++++ DOCUMENT TEXT

Autosomal recessive inheritance pattern. Autosomal recessive inheritance pattern.

Also see the pediatrics article, Cockayne Syndrome.



Cockayne syndrome is an autosomal recessive disorder. A DNA repair defect is a prominent feature of Cockayne syndrome.

Cockayne syndrome, xeroderma pigmentosa, and trichothiodystrophy are 3 distinct syndromes with cellular sensitivity to ultraviolet (UV) irradiation. These syndromes arise from mutations of genes critical for nucleotide-excision repair and RNA transcription. At least 28 genes are involved in the nucleotide excision repair pathway, which is involved in protection against UV-induced DNA damage. [4, 5, 6]

Cockayne syndrome is not associated with skin cancer, despite the photosensitivity and DNA repair defect, unlike xeroderma pigmentosa. Trichothiodystrophy patients have sulfur-deficient brittle hair with a normal skin cancer risk. Progressive sensorineural deafness is an early feature of both Cockayne syndrome and xeroderma pigmentosa, but not trichothiodystrophy. Furthermore, the main neuropathology of xeroderma pigmentosa is a primary neuronal degeneration, while in Cockayne syndrome and trichothiodystrophy, myelination of the brain is reduced, suggesting that the neurological abnormalities may be caused by both developmental defects and faulty DNA repair of neuronal cells damaged by oxidative stress. [4, 5, 7, 8]

Cockayne syndrome group A or B (CSA or CSB) genes are required for transcription-coupled repair, a subpathway of nucleotide-excision repair. [9] At least 30 known CSA mutations have been characterized to date, primarily mutations in group 8 excision-repair cross-complementation gene (ERCC8) on band 5q12. [10] CSB gene defects (ERCC6) (at least 78 different mutations) result in altered expression of antiangiogenic and cell cycle genes and proteins, particularly p21, which can result in inhibition of cell cycle progression and growth. [11, 12] These may account for signs and symptoms not readily related to DNA repair deficiencies. [13, 14]

See Causes.



Cells with a defective DNA repair mechanism are sensitive to UV light.

Decreased DNA and RNA synthesis, increased sister chromatid exchanges, and increased chromosomal breaks may occur.

In Cockayne syndrome II, the defective CS group B protein, an SNF2-family DNA-dependent ATPase, is implicated in transcription elongation, transcription coupled repair, and DNA base excision repair. [15]




Cockayne syndrome is rare worldwide.


No racial predilection is reported for Cockayne syndrome.


No sexual predilection is described for Cockayne syndrome; the male-to-female ratio is equal.


Cockayne syndrome I (CS-A) manifests in childhood. Cockayne syndrome II (CS-B) manifests at birth or in infancy, and it has a worse prognosis.



Patients with Cockayne syndrome I have progressive, unremitting, neurologic deterioration usually leading to death by the second or third decade of life. Patients with Cockayne syndrome II typically have a worse prognosis, with death occurring earlier, typically by age 6 or 7 years.


Patient Education

A genetic counselor should educate the parents of the Cockayne syndrome patient.

++++++++

→ **WORK TO COMPLETE**:
1. Please return the part of the Cockayne syndrome text from "No racial predilection" up to and including "a worse prognosis.", copied word for word.
2. Answer these questions from the Cockayne syndrome text:
(a) At least how many genes are involved in the nucleotide excision repair pathway?
(b) On which band is the ERCC8 gene located?
(c) By what age does death typically occur in patients with Cockayne syndrome II?

++++ DATA

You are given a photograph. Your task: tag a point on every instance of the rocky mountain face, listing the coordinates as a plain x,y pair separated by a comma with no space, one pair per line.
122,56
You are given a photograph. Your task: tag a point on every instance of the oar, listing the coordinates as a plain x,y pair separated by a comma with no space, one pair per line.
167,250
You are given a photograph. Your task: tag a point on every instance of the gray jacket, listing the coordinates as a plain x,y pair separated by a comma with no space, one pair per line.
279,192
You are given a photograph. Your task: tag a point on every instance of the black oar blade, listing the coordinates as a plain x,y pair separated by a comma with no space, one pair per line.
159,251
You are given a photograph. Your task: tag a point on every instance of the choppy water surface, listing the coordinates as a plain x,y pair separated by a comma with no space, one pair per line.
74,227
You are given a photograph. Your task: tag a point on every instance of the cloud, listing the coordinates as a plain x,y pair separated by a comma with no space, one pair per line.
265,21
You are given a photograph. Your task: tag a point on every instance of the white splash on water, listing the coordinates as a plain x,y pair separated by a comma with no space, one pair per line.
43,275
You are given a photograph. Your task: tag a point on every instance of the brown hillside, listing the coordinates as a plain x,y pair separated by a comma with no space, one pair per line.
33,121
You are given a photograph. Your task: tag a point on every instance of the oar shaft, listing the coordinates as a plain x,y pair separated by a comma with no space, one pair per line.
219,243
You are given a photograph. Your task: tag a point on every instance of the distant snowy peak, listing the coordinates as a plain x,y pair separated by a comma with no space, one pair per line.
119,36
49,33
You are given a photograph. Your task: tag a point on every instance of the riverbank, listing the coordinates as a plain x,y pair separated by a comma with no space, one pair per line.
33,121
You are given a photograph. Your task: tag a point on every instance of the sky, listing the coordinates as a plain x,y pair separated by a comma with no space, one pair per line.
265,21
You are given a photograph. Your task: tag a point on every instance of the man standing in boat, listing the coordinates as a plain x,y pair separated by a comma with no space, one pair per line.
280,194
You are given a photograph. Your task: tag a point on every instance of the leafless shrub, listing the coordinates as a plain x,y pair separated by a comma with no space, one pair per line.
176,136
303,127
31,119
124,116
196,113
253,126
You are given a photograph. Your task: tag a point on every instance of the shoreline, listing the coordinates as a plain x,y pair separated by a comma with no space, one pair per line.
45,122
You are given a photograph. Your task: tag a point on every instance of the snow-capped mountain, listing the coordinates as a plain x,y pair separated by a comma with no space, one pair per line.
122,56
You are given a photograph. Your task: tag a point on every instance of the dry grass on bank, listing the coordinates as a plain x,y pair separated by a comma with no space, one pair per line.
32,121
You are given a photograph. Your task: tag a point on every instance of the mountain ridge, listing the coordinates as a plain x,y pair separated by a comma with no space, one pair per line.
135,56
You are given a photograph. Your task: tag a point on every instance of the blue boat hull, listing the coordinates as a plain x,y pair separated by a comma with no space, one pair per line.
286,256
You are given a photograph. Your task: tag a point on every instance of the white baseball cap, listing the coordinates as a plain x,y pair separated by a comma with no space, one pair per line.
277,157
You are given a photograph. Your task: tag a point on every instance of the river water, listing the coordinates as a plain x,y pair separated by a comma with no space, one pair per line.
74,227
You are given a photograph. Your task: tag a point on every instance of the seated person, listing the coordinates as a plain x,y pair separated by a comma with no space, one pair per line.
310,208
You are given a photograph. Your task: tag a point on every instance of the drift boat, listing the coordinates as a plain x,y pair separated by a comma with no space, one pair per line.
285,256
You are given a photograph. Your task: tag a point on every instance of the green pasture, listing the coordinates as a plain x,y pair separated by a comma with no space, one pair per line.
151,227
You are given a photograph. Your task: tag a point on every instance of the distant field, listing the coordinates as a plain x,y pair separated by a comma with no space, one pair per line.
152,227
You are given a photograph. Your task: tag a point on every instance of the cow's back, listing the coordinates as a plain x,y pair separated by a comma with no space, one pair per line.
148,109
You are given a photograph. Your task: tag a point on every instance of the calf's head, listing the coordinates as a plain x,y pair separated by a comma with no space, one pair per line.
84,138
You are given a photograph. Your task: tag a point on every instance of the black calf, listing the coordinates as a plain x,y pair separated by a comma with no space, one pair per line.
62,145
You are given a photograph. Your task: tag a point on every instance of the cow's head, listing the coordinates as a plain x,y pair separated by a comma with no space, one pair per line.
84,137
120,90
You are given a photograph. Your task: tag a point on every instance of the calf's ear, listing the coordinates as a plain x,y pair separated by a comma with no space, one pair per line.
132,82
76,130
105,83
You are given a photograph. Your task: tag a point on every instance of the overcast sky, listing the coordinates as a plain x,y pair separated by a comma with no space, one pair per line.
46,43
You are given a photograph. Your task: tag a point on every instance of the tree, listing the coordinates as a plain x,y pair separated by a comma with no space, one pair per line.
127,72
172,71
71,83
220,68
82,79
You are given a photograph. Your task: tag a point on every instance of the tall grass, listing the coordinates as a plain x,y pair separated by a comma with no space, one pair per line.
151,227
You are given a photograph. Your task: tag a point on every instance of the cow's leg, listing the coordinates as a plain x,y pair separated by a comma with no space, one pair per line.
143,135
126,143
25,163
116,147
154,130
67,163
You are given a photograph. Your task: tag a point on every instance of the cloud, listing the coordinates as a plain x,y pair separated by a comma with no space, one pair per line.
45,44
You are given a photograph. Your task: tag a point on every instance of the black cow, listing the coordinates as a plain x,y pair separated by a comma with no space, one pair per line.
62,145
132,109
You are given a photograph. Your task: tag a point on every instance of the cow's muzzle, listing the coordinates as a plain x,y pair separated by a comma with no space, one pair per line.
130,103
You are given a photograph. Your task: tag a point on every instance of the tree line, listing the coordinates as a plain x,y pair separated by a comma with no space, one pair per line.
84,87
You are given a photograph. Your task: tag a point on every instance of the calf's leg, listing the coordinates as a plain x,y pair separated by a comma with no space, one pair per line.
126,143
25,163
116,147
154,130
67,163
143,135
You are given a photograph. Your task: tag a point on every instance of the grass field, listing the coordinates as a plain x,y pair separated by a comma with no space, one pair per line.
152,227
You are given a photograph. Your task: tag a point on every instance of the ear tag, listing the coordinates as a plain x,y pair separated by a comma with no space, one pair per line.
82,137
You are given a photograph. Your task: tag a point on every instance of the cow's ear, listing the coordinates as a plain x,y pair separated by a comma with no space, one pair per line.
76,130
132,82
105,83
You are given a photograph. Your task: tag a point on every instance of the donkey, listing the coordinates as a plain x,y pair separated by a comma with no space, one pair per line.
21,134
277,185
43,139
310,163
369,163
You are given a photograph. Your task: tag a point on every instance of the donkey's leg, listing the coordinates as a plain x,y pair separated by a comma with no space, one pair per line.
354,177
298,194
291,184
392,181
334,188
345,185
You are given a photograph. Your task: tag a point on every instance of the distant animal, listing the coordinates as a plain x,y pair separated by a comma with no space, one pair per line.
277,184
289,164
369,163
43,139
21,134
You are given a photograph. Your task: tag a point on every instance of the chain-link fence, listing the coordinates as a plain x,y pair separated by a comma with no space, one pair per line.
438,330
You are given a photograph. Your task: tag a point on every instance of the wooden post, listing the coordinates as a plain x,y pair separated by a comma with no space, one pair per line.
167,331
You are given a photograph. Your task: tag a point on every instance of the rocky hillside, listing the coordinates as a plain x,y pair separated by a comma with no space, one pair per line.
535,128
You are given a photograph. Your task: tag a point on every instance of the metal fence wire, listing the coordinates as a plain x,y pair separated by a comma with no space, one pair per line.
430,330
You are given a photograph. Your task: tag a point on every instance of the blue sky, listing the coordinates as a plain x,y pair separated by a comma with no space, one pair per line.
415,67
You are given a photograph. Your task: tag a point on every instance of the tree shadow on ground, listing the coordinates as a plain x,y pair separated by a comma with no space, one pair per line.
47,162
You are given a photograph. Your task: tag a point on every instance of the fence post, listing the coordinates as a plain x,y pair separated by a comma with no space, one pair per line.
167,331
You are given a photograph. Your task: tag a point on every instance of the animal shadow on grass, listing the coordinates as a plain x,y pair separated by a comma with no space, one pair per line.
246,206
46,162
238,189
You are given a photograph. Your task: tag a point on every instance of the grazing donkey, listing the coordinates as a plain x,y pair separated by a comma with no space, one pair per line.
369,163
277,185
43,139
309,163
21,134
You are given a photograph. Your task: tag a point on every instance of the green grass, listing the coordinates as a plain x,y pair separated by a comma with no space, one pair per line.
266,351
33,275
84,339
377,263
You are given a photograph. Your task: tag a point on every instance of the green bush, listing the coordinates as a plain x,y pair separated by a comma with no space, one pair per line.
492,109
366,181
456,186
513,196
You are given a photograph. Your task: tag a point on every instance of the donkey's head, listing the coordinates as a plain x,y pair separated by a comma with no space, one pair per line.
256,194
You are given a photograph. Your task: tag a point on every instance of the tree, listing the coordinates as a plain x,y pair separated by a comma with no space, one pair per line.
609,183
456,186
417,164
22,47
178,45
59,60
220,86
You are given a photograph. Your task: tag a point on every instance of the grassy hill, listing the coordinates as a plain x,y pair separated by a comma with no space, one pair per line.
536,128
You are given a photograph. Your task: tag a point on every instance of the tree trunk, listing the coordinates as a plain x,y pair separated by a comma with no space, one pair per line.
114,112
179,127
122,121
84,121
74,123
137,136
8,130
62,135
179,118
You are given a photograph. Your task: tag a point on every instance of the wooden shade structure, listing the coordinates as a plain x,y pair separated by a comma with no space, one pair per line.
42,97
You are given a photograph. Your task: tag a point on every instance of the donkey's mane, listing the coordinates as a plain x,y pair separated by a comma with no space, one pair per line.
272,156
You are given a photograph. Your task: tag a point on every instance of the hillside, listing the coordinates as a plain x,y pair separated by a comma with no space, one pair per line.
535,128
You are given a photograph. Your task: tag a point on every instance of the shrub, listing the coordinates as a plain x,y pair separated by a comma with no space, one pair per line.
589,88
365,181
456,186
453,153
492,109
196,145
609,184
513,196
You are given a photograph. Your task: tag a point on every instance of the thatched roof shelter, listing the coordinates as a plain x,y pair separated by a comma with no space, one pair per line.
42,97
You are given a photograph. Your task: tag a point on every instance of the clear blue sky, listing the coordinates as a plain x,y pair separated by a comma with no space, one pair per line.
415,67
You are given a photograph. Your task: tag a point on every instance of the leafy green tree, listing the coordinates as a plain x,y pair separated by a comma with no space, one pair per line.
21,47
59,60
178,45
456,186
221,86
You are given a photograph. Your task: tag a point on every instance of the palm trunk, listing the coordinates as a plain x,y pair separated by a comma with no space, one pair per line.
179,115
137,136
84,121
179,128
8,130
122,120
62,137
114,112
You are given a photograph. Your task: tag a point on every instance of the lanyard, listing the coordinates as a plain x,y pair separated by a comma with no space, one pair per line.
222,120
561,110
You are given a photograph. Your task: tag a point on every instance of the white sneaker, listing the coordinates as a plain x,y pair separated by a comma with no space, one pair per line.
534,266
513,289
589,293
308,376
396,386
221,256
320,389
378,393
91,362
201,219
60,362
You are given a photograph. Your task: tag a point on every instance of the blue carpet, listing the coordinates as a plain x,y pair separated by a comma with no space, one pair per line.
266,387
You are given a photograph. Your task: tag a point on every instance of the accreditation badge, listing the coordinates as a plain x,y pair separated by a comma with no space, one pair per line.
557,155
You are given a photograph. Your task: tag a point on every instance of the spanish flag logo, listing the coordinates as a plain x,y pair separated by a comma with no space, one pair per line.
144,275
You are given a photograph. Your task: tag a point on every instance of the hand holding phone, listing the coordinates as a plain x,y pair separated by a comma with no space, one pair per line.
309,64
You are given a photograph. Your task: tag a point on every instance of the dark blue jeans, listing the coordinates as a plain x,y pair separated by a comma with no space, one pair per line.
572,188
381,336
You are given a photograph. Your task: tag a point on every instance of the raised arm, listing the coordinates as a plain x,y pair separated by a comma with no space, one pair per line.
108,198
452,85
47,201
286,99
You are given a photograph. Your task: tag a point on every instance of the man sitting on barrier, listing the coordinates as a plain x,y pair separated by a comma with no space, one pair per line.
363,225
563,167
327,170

++++++++

→ **RESPONSES BY ITEM NUMBER**:
1.
No racial predilection is reported for Cockayne syndrome.


No sexual predilection is described for Cockayne syndrome; the male-to-female ratio is equal.


Cockayne syndrome I (CS-A) manifests in childhood. Cockayne syndrome II (CS-B) manifests at birth or in infancy, and it has a worse prognosis.

2.
(a) At least 28
(b) 5q12
(c) By age 6 or 7 years